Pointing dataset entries
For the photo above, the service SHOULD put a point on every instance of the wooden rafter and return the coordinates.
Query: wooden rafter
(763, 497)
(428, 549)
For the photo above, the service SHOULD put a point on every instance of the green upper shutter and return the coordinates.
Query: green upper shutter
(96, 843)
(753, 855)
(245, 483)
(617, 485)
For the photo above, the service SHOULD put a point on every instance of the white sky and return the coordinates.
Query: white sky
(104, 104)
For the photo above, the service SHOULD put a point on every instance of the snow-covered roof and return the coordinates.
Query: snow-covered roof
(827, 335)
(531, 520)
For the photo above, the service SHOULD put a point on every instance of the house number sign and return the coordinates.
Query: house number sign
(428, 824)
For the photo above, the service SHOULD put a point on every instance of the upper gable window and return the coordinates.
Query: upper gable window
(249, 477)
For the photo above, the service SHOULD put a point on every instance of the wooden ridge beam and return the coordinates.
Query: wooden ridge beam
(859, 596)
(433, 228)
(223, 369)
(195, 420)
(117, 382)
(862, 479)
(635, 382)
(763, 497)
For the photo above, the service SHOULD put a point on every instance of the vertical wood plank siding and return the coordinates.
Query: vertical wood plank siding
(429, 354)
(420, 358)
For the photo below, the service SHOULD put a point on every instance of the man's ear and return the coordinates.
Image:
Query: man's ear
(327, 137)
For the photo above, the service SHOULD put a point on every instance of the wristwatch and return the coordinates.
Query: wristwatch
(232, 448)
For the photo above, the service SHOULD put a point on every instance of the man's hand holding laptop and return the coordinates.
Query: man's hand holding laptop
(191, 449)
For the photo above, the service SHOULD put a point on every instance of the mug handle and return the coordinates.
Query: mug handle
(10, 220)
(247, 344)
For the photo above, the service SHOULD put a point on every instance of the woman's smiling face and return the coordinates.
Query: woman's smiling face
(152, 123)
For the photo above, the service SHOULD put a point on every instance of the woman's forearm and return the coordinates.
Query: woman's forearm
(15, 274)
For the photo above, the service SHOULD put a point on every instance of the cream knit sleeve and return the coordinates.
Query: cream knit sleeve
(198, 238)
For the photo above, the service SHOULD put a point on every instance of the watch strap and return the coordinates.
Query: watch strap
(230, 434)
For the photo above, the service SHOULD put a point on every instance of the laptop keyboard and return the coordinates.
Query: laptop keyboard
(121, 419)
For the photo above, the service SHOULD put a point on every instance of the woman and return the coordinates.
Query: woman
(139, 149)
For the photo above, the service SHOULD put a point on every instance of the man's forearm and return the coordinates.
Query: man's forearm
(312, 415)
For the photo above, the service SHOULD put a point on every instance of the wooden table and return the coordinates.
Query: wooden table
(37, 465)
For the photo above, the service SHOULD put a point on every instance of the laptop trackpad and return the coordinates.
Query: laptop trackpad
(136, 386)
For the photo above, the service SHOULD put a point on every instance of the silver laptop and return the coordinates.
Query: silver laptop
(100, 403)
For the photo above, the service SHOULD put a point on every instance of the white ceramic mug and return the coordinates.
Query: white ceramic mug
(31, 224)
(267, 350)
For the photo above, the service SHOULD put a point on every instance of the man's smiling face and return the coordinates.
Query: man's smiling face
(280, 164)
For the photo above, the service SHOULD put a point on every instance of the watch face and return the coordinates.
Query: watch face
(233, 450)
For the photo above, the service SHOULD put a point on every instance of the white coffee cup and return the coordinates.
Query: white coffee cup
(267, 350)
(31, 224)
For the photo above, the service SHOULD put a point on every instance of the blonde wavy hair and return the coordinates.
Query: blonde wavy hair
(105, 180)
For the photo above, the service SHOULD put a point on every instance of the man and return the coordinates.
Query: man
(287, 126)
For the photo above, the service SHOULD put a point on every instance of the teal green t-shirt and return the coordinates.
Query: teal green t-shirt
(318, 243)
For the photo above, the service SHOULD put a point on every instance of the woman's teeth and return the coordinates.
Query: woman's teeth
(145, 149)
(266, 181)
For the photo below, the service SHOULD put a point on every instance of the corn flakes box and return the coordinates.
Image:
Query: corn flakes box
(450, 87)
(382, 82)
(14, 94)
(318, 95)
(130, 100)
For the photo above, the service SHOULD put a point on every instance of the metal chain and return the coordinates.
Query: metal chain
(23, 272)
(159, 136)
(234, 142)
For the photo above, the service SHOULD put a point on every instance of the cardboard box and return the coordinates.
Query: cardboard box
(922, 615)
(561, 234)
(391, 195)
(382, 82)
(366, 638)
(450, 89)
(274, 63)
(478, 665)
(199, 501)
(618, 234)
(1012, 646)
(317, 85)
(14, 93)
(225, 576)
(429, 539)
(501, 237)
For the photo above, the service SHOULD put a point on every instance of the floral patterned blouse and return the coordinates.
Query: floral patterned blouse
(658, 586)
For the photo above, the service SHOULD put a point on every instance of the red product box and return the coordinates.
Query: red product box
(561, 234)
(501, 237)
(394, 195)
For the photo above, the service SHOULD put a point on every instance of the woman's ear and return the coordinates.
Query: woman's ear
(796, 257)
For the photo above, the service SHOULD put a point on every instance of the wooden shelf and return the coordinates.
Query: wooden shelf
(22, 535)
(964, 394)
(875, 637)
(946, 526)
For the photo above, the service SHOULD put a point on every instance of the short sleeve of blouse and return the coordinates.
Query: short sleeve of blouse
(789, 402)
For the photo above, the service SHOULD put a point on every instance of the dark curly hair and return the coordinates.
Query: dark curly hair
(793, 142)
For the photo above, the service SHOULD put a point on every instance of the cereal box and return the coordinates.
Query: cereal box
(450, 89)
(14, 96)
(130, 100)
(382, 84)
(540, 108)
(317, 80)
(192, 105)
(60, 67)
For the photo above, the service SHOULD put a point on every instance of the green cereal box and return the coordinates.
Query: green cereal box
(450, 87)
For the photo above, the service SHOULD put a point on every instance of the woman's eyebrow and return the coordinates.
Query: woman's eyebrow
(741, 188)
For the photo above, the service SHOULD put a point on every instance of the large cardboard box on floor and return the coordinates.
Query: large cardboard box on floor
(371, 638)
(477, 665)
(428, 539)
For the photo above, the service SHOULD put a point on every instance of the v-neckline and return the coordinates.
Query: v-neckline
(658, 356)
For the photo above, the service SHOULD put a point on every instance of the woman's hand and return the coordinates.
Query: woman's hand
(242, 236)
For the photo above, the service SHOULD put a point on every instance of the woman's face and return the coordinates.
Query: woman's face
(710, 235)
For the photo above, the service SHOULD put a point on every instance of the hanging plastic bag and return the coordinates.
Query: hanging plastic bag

== What is required ==
Rewrite every one of the entries above with "SHOULD" swapped for "MUST", keeping everything else the same.

== Output for this task ==
For the photo above, the service MUST put a point on every instance of the wooden rafter and return the coordinates.
Query: wooden rafter
(763, 497)
(428, 549)
For the photo above, the service MUST put a point on every instance of the green upper shutter and return the coordinates.
Query: green upper shutter
(96, 843)
(753, 855)
(245, 483)
(617, 485)
For the photo above, the service MUST put a point on every instance of the white sky and return the coordinates.
Query: white sky
(104, 104)
For the photo above, the service MUST put a point on every instance of the snow-covered roof and return the coordinates.
Query: snow-covered roof
(827, 335)
(531, 520)
For the photo above, the service MUST put a point on every instance of the house number sign and return the coordinates.
Query: house number sign
(428, 824)
For the photo above, the service MUST put a point on every instance of the upper gable window and return the coordinates.
Query: upper gable window
(249, 477)
For the photo above, the service MUST put a point on every instance of the wooden ridge beam and return the coordinates.
Query: wooden ridge beam
(859, 596)
(433, 228)
(223, 369)
(195, 420)
(117, 382)
(862, 479)
(635, 382)
(763, 497)
For the photo above, the service MUST put a point on every instance of the vertical wood plank siding and return the coordinates.
Query: vertical wood plank siding
(429, 354)
(420, 358)
For the photo below, the service MUST put a point on every instance of the man's ear and return the coordinates.
Image:
Query: man's ear
(327, 137)
For the photo above, the service MUST put a point on every instance of the wristwatch and return the coordinates.
Query: wristwatch
(232, 448)
For the photo above, the service MUST put a point on every instance of the man's hand holding laptop and return the coordinates.
Query: man's hand holding laptop
(191, 449)
For the photo above, the service MUST put a point on every instance of the mug handle and return the coordinates.
Query: mug handle
(10, 220)
(247, 344)
For the photo above, the service MUST put a point on every instance of the woman's smiling face and return the coordinates.
Query: woman's smiling face
(152, 123)
For the photo above, the service MUST put a point on every instance of the woman's forearm and return the coordinates.
Query: woman's forearm
(15, 274)
For the photo above, the service MUST put a point on every instance of the cream knit sleeve and return the coordinates.
Query: cream knit sleeve
(198, 238)
For the photo above, the service MUST put a point on every instance of the watch strap and return the coordinates.
Query: watch strap
(230, 434)
For the photo above, the service MUST put a point on every instance of the laptop keyboard and return the coordinates.
Query: laptop keyboard
(121, 419)
For the photo above, the service MUST put a point on every instance of the woman and return the coordinates.
Query: woman
(139, 149)
For the photo above, the service MUST put a point on every instance of the man's forearm and return the coordinates.
Query: man's forearm
(312, 415)
For the photo above, the service MUST put a point on every instance of the wooden table and return the coordinates.
Query: wooden table
(37, 465)
For the photo above, the service MUST put a point on every instance of the laptop trackpad and return the coordinates.
Query: laptop trackpad
(136, 386)
For the photo above, the service MUST put a point on every instance of the silver laptop and return the coordinates.
Query: silver laptop
(100, 403)
For the photo above, the service MUST put a point on every instance of the white ceramic mug and return the coordinates.
Query: white ceramic mug
(31, 224)
(267, 350)
For the photo above, the service MUST put a point on every instance of the man's smiling face and return the coordinates.
Query: man's smiling face
(280, 164)
For the photo above, the service MUST put a point on every instance of the watch face and return the coordinates.
Query: watch face
(233, 450)
For the photo above, the service MUST put a point on every instance of the white coffee cup and return the coordinates.
Query: white coffee cup
(267, 350)
(31, 224)
For the photo above, the service MUST put a point on every instance of the blonde wavy hair and return the coordinates.
Query: blonde wavy hair
(105, 180)
For the photo above, the service MUST put a point on every instance of the man and return the coordinates.
Query: man
(287, 126)
For the photo above, the service MUST put a point on every instance of the teal green t-shirt and return the coordinates.
Query: teal green t-shirt
(318, 243)
For the photo above, the service MUST put a point on every instance of the woman's teeth and return the coordinates.
Query: woman's teeth
(145, 149)
(266, 181)
For the photo below, the service MUST put a point on every instance of the corn flakes box and return the coordinates.
Image:
Query: corn flakes box
(450, 87)
(382, 82)
(14, 94)
(318, 95)
(130, 100)
For the photo above, the service MUST put a point on every instance of the metal chain and return the coordinates.
Query: metal chain
(23, 272)
(159, 136)
(234, 142)
For the photo above, the service MUST put a point on every instance of the cardboard box and return the coordinates.
Query: cardboard box
(922, 615)
(561, 234)
(391, 195)
(382, 82)
(366, 638)
(450, 89)
(274, 63)
(478, 665)
(199, 501)
(618, 234)
(1012, 646)
(317, 85)
(14, 93)
(225, 576)
(429, 539)
(501, 237)
For the photo above, the service MUST put a point on every instance of the floral patterned blouse and return the coordinates.
Query: floral patterned blouse
(658, 586)
For the photo above, the service MUST put a point on every instance of the red product box and return the coordinates.
Query: red product box
(561, 234)
(501, 237)
(394, 195)
For the photo above, the service MUST put a point on every instance of the woman's ear and return the coordinates.
Query: woman's ear
(796, 257)
For the photo above, the service MUST put a point on every instance of the wooden shelf and return the coordinates.
Query: wooden shelf
(22, 535)
(964, 394)
(875, 637)
(946, 526)
For the photo above, the service MUST put a point on every instance of the short sleeve of blouse and return the coordinates.
Query: short sleeve of blouse
(789, 402)
For the photo above, the service MUST put a point on every instance of the dark curly hair and return the coordinates.
Query: dark curly hair
(793, 142)
For the photo above, the service MUST put a point on every instance of the cereal box and return the coordinates.
Query: cereal box
(450, 89)
(14, 96)
(130, 100)
(382, 84)
(540, 108)
(317, 80)
(192, 105)
(60, 67)
For the photo above, the service MUST put a point on every instance of the green cereal box and return the coordinates.
Query: green cereal box
(450, 87)
For the photo above, the service MUST put a point on every instance of the woman's eyebrow and return the coordinates.
Query: woman's eyebrow
(741, 188)
For the photo above, the service MUST put a point on every instance of the large cardboard box on floor and return the coordinates.
Query: large cardboard box on floor
(371, 638)
(477, 665)
(428, 539)
For the photo above, the service MUST put a point on every instance of the v-neckline and return the coordinates.
Query: v-neckline
(658, 356)
For the photo above, the service MUST put a point on every instance of the woman's hand and return the coordinates.
Query: woman's hand
(242, 236)
For the photo above, the service MUST put a point on every instance of the woman's face and return the coordinates.
Query: woman's face
(710, 235)
For the photo above, the service MUST put a point on every instance of the hanging plastic bag and return the coordinates.
Query: hanging plastic bag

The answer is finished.